Data items
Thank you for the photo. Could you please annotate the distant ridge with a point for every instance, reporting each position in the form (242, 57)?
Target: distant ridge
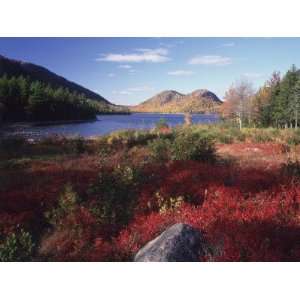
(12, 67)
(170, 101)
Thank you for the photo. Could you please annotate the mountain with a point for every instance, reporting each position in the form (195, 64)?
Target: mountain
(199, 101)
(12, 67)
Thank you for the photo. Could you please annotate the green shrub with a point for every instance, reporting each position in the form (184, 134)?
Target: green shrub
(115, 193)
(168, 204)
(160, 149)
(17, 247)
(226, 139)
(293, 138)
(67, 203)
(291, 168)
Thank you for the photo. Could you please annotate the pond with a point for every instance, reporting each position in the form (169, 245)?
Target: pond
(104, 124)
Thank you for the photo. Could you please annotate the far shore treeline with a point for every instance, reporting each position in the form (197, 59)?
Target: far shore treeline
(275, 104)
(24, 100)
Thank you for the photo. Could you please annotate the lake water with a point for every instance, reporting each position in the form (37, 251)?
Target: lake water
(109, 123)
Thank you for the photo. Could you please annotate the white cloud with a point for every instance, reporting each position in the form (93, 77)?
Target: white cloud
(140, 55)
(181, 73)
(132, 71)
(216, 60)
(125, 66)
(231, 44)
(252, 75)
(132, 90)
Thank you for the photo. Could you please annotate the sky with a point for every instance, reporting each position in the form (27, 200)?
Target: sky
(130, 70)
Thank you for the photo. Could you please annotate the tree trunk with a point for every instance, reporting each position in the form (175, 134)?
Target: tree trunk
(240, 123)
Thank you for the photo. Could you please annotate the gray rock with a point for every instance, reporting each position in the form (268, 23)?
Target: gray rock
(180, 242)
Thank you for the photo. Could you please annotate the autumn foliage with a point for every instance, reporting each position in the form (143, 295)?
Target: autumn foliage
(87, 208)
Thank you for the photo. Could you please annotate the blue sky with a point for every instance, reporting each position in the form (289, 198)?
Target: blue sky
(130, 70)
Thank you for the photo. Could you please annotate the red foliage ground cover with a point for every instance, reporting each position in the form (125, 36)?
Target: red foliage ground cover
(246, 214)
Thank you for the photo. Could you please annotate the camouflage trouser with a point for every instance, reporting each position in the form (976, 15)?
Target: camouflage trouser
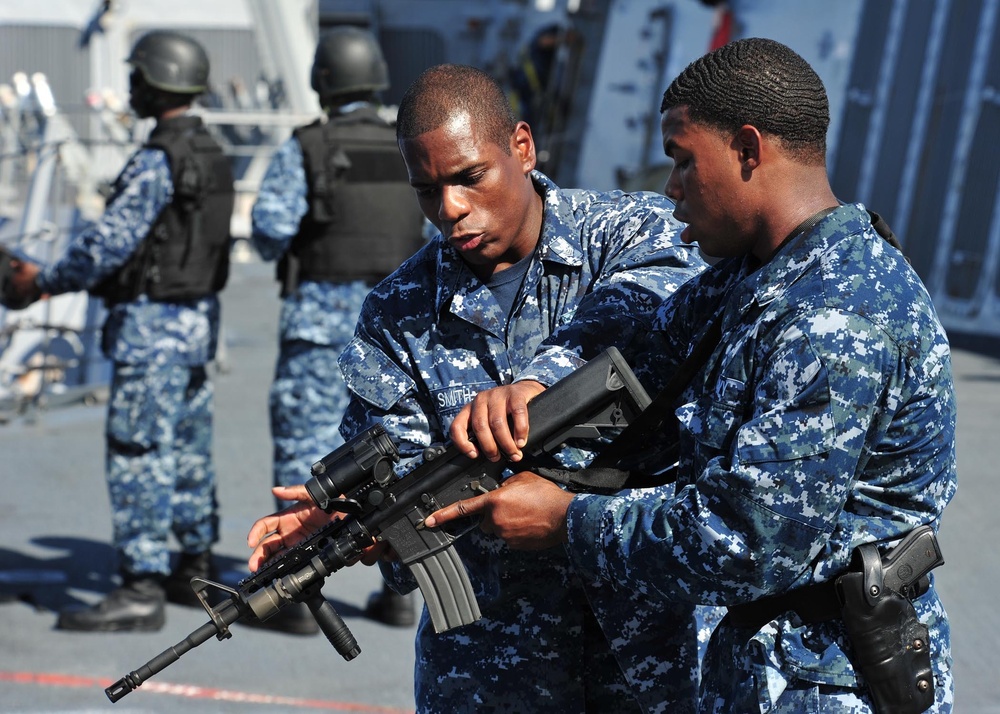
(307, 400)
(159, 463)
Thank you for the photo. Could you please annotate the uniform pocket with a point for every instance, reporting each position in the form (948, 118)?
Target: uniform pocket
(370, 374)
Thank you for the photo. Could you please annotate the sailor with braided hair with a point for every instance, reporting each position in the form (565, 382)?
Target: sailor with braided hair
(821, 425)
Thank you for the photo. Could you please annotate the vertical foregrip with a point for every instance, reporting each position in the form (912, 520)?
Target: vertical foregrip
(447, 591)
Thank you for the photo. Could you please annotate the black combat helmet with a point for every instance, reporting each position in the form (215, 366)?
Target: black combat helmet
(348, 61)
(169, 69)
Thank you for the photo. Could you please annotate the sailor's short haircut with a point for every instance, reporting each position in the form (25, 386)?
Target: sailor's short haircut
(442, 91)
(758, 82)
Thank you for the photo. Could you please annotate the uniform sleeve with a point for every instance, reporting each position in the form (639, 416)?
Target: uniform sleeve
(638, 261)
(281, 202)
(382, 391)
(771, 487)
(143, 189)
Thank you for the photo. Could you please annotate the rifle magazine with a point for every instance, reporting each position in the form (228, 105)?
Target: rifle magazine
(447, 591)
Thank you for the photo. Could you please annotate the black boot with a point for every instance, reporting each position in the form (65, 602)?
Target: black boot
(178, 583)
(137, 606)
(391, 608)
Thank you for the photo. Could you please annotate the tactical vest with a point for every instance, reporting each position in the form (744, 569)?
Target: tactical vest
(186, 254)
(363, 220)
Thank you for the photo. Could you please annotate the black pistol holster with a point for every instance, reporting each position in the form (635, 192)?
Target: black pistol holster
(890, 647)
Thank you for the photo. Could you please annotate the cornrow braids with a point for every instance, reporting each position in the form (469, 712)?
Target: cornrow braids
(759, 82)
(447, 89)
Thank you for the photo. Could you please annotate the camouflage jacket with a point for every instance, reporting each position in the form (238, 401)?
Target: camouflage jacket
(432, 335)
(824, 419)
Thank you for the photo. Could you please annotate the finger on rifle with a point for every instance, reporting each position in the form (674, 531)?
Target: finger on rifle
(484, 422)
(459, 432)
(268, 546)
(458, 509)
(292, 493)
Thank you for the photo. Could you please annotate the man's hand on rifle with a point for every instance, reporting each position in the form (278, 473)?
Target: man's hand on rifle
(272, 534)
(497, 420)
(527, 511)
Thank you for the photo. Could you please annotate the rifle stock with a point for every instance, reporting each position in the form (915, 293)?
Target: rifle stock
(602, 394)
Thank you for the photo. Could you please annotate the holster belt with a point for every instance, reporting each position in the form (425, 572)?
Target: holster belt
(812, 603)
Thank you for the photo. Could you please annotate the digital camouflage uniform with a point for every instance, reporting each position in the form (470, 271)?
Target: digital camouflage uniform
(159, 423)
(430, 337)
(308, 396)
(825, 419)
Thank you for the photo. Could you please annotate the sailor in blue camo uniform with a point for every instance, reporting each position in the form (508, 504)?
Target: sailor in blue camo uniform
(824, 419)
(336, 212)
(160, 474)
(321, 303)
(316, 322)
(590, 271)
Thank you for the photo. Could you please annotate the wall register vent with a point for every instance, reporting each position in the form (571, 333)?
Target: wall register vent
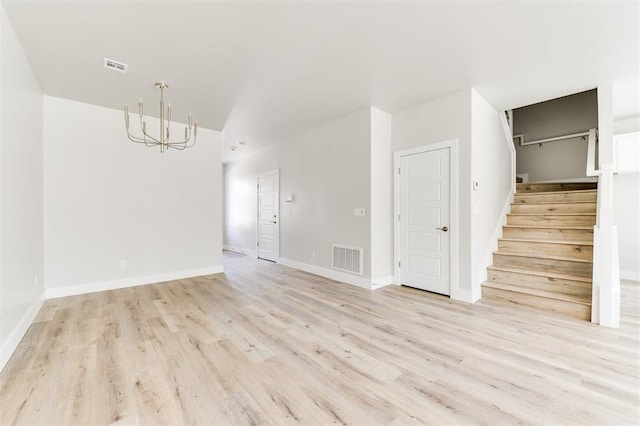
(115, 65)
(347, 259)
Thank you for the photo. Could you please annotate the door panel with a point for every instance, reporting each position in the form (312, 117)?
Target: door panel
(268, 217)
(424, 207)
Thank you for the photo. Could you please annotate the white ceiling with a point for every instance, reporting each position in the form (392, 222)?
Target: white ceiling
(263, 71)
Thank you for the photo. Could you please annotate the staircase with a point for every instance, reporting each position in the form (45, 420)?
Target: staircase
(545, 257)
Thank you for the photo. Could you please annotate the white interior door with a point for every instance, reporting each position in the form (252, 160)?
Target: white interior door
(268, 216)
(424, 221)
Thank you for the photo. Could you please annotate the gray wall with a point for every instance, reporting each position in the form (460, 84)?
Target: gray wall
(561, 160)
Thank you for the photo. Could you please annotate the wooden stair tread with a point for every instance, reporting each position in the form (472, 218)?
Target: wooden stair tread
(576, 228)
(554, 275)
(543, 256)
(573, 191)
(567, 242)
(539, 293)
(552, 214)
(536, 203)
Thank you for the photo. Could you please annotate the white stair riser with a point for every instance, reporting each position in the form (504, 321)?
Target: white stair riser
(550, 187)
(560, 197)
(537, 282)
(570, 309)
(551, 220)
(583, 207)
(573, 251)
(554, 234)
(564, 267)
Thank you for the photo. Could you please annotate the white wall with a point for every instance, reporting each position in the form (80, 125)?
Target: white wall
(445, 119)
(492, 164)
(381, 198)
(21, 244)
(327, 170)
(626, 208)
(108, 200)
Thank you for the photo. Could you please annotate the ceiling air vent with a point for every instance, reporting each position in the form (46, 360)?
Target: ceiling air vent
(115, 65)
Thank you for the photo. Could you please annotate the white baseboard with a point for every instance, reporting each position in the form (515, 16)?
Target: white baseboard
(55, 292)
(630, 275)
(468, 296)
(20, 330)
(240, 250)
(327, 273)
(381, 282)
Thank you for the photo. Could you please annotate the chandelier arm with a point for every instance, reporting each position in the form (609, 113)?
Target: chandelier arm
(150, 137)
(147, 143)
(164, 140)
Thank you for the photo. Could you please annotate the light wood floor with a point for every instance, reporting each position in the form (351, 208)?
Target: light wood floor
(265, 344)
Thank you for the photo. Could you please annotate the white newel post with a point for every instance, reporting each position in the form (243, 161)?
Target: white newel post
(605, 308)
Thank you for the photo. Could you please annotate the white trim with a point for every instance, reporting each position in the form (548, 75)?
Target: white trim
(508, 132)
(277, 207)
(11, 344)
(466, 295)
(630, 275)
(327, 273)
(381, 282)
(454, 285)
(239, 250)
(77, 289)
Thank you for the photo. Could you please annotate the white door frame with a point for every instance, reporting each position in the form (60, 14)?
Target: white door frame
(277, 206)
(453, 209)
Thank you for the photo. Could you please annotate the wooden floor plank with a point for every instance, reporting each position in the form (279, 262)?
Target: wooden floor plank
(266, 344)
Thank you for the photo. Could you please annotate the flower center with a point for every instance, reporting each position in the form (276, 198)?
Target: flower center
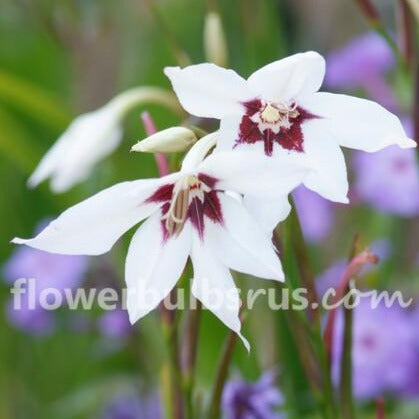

→ Prompt
Only lines with the word "flower" are wanted; pull each of them from the records.

→ Problem solution
Thank you for the photo. Could you please annotate the flower center with a point for every instance, reporting each position in the form (276, 198)?
Target: flower center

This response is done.